>>>>>

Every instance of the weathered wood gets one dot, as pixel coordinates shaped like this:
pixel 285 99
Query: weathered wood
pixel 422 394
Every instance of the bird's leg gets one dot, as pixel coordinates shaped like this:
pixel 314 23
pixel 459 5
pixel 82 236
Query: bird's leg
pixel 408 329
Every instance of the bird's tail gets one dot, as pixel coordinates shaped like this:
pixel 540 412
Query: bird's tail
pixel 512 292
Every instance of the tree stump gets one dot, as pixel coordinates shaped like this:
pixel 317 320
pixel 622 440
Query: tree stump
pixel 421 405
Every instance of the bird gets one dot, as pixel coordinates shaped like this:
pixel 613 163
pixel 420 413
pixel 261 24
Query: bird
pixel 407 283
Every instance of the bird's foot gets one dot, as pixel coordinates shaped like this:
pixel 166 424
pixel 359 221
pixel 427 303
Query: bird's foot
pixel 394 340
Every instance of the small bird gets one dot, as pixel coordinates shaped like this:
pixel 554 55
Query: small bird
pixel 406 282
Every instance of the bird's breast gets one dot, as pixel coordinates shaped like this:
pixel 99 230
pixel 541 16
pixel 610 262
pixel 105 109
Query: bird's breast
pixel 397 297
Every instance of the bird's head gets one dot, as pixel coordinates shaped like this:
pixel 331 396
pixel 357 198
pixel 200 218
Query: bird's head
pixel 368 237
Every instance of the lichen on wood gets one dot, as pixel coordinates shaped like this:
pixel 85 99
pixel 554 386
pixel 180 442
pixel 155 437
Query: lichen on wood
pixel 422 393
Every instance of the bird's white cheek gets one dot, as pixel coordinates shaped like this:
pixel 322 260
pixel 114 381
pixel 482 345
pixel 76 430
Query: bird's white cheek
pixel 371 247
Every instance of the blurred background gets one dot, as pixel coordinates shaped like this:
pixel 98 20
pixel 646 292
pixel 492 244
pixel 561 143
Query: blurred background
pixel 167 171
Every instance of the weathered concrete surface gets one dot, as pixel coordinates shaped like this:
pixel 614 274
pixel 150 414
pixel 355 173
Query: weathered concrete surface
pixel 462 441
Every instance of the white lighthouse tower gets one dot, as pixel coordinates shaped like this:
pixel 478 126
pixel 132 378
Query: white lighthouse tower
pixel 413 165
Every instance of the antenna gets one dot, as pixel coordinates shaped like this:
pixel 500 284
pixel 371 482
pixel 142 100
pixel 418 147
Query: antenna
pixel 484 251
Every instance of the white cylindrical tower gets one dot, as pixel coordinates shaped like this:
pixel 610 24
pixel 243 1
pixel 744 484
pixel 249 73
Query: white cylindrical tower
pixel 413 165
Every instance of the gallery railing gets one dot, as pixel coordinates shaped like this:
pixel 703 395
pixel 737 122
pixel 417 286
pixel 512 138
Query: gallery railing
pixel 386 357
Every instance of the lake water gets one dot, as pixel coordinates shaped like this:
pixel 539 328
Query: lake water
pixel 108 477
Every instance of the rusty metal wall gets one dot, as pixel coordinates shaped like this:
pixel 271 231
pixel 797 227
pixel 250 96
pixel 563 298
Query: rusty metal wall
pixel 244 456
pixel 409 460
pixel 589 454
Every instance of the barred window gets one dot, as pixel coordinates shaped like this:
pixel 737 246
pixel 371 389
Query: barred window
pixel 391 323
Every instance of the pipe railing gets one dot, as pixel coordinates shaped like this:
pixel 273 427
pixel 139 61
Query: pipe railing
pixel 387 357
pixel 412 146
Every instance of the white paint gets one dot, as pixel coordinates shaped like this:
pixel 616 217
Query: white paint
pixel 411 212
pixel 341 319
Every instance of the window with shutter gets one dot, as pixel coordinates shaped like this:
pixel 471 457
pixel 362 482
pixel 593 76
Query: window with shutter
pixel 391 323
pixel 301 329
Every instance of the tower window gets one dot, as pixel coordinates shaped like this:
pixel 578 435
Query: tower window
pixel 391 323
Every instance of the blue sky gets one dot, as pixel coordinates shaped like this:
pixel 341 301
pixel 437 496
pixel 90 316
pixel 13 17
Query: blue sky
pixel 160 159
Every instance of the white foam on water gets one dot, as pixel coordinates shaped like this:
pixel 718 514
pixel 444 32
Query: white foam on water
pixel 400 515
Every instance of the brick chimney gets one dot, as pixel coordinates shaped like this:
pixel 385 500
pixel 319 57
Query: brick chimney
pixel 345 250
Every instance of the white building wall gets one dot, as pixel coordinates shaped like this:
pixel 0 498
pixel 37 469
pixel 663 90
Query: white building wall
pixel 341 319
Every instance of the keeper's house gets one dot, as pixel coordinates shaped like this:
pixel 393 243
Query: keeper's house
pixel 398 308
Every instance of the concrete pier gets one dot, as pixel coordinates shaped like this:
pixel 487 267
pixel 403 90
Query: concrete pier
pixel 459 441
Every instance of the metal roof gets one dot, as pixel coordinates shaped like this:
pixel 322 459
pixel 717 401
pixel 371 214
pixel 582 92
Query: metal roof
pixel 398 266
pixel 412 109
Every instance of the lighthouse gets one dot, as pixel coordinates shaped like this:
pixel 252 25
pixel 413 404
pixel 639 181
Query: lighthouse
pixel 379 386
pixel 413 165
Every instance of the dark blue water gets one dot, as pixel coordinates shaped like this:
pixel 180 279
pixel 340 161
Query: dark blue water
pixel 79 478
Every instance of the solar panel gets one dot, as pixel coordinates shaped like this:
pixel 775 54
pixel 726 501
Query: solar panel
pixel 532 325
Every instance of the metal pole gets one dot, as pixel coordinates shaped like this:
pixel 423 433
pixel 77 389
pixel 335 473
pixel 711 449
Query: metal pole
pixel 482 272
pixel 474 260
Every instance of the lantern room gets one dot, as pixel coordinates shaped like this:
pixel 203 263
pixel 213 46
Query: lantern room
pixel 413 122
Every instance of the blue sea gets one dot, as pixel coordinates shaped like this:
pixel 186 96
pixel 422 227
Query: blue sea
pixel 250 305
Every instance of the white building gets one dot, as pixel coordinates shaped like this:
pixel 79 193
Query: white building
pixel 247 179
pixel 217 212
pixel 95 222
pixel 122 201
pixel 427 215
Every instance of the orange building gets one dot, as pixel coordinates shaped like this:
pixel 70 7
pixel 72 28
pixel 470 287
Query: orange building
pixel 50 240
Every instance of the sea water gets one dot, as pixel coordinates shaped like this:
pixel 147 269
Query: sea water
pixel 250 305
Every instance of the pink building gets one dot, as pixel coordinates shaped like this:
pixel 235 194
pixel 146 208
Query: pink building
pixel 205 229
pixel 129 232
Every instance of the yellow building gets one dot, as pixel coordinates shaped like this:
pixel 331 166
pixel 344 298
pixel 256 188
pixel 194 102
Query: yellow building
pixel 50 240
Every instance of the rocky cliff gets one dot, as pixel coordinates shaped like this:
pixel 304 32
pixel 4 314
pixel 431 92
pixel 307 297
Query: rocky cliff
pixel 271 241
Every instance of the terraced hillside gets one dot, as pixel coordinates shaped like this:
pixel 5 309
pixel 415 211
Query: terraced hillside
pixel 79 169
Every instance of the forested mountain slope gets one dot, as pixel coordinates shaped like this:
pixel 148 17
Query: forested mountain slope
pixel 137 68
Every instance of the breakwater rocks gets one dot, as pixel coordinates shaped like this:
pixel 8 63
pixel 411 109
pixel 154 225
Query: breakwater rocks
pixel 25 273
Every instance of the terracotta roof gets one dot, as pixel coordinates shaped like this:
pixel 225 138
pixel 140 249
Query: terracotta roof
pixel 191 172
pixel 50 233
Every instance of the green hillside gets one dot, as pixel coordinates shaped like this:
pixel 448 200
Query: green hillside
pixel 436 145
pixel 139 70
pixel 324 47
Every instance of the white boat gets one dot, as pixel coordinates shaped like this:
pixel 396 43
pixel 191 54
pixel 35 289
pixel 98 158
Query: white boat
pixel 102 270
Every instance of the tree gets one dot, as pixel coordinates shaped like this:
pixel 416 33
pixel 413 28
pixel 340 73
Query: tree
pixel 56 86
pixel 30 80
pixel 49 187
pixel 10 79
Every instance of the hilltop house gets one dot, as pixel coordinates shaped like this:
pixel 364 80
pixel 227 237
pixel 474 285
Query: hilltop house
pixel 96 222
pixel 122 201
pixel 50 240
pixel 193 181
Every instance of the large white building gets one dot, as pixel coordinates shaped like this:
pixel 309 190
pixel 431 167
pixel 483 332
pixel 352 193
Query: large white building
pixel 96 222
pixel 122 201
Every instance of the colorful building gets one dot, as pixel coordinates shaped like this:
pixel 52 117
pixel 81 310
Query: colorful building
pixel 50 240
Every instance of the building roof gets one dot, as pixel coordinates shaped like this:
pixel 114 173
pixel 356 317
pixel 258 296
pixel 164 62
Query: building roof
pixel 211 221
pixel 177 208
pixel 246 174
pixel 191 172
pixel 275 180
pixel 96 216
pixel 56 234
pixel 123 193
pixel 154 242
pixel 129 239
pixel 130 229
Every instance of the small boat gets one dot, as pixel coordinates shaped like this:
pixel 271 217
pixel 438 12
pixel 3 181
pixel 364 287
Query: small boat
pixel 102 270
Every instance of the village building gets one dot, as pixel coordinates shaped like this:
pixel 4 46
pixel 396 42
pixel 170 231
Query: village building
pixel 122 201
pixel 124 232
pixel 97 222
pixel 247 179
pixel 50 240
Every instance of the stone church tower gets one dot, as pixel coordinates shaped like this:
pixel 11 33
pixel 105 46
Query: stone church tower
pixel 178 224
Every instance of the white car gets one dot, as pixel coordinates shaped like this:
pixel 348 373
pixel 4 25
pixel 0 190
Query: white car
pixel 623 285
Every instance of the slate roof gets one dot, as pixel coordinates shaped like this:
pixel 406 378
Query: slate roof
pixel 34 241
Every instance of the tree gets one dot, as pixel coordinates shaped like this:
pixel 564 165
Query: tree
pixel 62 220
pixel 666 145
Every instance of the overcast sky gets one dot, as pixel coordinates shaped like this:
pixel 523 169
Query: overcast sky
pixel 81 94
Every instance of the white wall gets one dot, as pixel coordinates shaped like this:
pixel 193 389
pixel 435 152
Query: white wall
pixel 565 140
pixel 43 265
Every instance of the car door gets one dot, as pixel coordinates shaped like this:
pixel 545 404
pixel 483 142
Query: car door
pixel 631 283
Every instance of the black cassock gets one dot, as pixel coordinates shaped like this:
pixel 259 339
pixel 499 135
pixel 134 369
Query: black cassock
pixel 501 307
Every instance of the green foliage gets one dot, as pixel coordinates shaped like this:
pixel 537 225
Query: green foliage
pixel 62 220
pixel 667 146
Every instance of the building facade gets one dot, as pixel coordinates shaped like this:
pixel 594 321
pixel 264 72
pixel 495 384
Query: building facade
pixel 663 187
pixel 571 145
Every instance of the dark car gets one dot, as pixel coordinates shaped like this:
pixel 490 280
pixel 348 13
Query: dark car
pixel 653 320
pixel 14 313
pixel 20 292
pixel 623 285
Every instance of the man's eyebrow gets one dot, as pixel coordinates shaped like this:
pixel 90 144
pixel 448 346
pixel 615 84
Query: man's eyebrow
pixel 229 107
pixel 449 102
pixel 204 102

<<<<<

Task directions.
Present the lines from the one containing "Every instance of the blurred" through the one containing "pixel 484 251", inclusive, as a Markdown table with the columns Row and Line Text, numbering each row and omitting any blank lines.

Answer below.
| Row | Line Text |
|---|---|
| 1 | Every instance of the blurred background gets one dot, as pixel coordinates shaped like this: |
| 2 | pixel 98 20 |
| 3 | pixel 646 292 |
| 4 | pixel 492 244 |
| 5 | pixel 561 143 |
| 6 | Query: blurred background |
| 7 | pixel 167 171 |
| 8 | Every instance of the weathered concrete surface gets one dot, as pixel coordinates shaped like this: |
| 9 | pixel 614 274 |
| 10 | pixel 150 414 |
| 11 | pixel 355 173 |
| 12 | Query: weathered concrete surface |
| 13 | pixel 462 441 |
| 14 | Every instance of the white lighthouse tower gets one dot, as pixel coordinates shaped like this: |
| 15 | pixel 478 126 |
| 16 | pixel 132 378 |
| 17 | Query: white lighthouse tower |
| 18 | pixel 413 165 |
| 19 | Every instance of the antenna gets one dot, as pixel coordinates shaped like this: |
| 20 | pixel 500 284 |
| 21 | pixel 371 482 |
| 22 | pixel 142 100 |
| 23 | pixel 418 147 |
| 24 | Query: antenna |
| 25 | pixel 484 251 |